• _SELECTED PASSAGE_:

# New pic of Lady



## lady amanda (Nov 26, 2010)

I took this pic last night and just wanted to share...she was extra cuddly.


----------



## Jedicrazy (Apr 26, 2011)

Ah Mo that's a gorgeous picture of her :hug:


----------



## lady amanda (Nov 26, 2010)

Thanks!!! I thought so....she is hard to get great pics...she always makes weird faces...so when I get a good one.


----------



## JoJo (Mar 2, 2011)

I love it  

Lady looks to gentle and sweet in all her photos .. I love her xxx


----------



## JoJo (Mar 2, 2011)

I can still see the eye lashes too xxx


----------



## lady amanda (Nov 26, 2010)

hahahha, yes the eye lashes are still there...hubby is determined to have her beat the record....I still haven't measured her tho.


----------



## mairi1 (Mar 12, 2012)

Lovely photo  Thanks for sharing x


----------



## Jeanie (Jan 23, 2012)

Lovely pic. And ur right. I just want to cuddle her😘


Jeanie 😉
http://pdgm.pitapata.com/xfpV.png?Q1pT6eHd


----------



## JoJo (Mar 2, 2011)

lady amanda said:


> hahahha, yes the eye lashes are still there...hubby is determined to have her beat the record....I still haven't measured her tho.


Measure them ... she needs to beat the record


----------



## mariag (Jun 19, 2011)

Mo, that's a lovely pic of the gorgeous Lady


----------



## lola24 (Aug 14, 2011)

Ahh how gorgeous, she looks like she is smiling


----------



## Sezra (May 20, 2011)

Awwww Mo, she is just beautiful  She has such a sweet face. xxx


----------



## Nadhak (Jun 4, 2011)

Beautiful Lady - I want a cuddle!


----------



## Rufini (Sep 9, 2011)

Lady looks like she's royalty! She is gorgeous


----------



## wellerfeller (Jul 12, 2011)

• _WHAT IS ASKED_:
(a) Collect every line of the records below that contains the word "side". Case counts.
(b) Resume the forum thread above about the new picture of Lady, continuing from where it stops.

• _DATA SUPPLIED_:
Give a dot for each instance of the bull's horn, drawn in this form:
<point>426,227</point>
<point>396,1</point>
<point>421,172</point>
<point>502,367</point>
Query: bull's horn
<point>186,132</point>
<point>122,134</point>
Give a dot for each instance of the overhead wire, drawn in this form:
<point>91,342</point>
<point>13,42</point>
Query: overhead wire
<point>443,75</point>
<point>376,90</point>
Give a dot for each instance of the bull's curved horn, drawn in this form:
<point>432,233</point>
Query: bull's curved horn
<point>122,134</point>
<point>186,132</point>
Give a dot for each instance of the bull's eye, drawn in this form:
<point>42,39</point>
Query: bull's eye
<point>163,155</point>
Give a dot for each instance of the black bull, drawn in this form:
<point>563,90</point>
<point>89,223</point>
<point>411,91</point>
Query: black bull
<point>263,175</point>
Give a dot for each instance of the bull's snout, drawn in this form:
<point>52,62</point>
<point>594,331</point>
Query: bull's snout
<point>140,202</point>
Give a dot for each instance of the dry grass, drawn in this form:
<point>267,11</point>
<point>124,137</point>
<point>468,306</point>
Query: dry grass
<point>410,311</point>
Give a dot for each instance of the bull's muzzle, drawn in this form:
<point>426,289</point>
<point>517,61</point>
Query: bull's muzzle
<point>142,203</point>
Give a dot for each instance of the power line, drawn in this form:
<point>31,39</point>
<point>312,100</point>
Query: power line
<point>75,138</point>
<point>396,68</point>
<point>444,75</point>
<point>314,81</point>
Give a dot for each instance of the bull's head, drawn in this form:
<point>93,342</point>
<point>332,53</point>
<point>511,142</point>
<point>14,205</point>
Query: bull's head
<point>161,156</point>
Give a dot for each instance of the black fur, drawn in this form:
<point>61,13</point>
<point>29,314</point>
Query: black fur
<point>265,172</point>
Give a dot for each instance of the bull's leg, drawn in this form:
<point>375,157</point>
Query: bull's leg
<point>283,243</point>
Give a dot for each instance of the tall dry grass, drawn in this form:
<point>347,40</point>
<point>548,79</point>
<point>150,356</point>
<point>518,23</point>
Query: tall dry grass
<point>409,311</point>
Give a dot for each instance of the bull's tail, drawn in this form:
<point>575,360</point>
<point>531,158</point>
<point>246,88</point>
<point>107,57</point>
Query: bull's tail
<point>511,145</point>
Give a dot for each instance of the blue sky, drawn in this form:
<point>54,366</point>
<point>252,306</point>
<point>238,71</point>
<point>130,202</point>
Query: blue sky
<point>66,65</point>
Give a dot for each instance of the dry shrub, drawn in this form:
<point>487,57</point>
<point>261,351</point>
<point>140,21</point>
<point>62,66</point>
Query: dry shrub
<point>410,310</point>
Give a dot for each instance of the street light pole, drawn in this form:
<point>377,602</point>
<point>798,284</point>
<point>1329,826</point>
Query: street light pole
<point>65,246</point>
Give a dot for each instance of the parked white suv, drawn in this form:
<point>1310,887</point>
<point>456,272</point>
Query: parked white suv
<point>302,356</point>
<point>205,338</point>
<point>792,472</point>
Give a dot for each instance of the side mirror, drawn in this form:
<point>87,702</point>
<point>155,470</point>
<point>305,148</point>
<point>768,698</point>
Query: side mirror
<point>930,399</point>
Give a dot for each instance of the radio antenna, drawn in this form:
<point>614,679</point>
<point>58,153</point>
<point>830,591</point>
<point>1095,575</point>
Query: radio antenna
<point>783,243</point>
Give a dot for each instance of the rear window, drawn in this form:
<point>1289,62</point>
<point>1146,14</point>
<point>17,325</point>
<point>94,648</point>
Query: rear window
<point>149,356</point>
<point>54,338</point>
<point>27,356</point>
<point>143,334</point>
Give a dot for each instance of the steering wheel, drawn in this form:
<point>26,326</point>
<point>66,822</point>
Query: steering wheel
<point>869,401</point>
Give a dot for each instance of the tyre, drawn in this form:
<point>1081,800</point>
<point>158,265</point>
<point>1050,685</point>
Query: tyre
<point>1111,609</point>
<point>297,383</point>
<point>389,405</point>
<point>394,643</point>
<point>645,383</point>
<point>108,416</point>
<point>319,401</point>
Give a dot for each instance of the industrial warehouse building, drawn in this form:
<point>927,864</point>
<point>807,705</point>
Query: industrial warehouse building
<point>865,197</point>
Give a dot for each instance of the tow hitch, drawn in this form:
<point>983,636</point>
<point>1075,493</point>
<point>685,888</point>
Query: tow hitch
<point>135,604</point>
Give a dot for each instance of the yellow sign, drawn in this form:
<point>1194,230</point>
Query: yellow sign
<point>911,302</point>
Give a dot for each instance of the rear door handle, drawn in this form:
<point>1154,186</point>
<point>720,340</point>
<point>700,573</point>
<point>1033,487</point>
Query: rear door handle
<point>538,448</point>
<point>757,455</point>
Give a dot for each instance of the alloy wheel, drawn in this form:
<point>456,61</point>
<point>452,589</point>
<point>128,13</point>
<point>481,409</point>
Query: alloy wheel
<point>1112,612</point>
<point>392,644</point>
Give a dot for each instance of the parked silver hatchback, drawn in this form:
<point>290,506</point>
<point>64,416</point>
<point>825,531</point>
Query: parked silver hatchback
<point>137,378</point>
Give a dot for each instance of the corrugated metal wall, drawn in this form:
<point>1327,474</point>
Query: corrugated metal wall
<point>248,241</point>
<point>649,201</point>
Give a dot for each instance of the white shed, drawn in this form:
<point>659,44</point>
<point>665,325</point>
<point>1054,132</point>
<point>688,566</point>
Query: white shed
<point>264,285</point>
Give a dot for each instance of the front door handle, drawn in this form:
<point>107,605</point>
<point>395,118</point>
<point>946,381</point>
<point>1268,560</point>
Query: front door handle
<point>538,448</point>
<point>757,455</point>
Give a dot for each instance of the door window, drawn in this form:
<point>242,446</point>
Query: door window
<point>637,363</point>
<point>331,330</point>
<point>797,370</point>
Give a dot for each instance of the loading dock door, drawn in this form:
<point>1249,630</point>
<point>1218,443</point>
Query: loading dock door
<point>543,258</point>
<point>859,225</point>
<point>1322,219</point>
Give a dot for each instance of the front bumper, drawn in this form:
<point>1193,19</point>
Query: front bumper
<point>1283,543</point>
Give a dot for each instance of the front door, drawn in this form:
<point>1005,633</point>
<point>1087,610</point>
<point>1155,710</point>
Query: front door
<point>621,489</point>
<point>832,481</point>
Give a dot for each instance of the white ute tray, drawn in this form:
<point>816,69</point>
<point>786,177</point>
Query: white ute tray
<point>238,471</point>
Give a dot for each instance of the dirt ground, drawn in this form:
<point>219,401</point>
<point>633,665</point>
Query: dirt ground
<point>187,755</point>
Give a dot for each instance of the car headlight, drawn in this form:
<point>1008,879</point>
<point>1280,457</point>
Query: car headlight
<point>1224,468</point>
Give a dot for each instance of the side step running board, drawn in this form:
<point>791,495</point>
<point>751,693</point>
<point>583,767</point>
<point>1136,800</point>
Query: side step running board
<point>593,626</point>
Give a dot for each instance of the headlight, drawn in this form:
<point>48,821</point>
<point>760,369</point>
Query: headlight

• _RESPONSES IN ORDER_:
(a)
Give a dot for each instance of the side mirror, drawn in this form:
Query: side mirror
Give a dot for each instance of the side step running board, drawn in this form:
Query: side step running board

(b)
What a gorgeous picture of Lady!


----------



## Ali79 (Mar 30, 2011)

Aaaah this is such a gorgeous picture of Lady  x


----------



## Tressa (Aug 31, 2010)

Love those eyes of hers


----------



## Bertie Brown (Aug 12, 2011)

She is one gorgeous girl :love-eyes:


----------



## Scarlett (Dec 15, 2011)

Aww what a great picture of Lady!! It definitely "says" cockapoo!


----------



## lady amanda (Nov 26, 2010)

AWWWW!!! Thanks Guys! such lovely comments! I think it is a picture to be framed for sure! 
Thanks Everyone!


----------



## RubyCockapoo (Feb 5, 2011)

That is a lovely picture Amanda!

Ian


----------



## lady amanda (Nov 26, 2010)

Thanks Ian!


----------



## lady amanda (Nov 26, 2010)

SO....I have just measured miss Lady's eye lashes....on one eye she is at 12 cm and the other she is at 11.5 cm....I think she might actually be able to beat the record! I wonder how long it will take to grow two cm more....I have nothing to gauge it by since I never measured them before.


----------



## calli.h (Aug 29, 2011)

What a lovely pic - such lovely eyes. and OMG 12cm thats AM.AZ.IN'!!


----------



## lady amanda (Nov 26, 2010)

12 CM is crazy long...they are almost to the bottom of her moustache.


----------



## flowerchild (Mar 21, 2012)

Lady is so beautiful, and to be close to breaking a record! Hope to meet her sometime!


----------



## lady amanda (Nov 26, 2010)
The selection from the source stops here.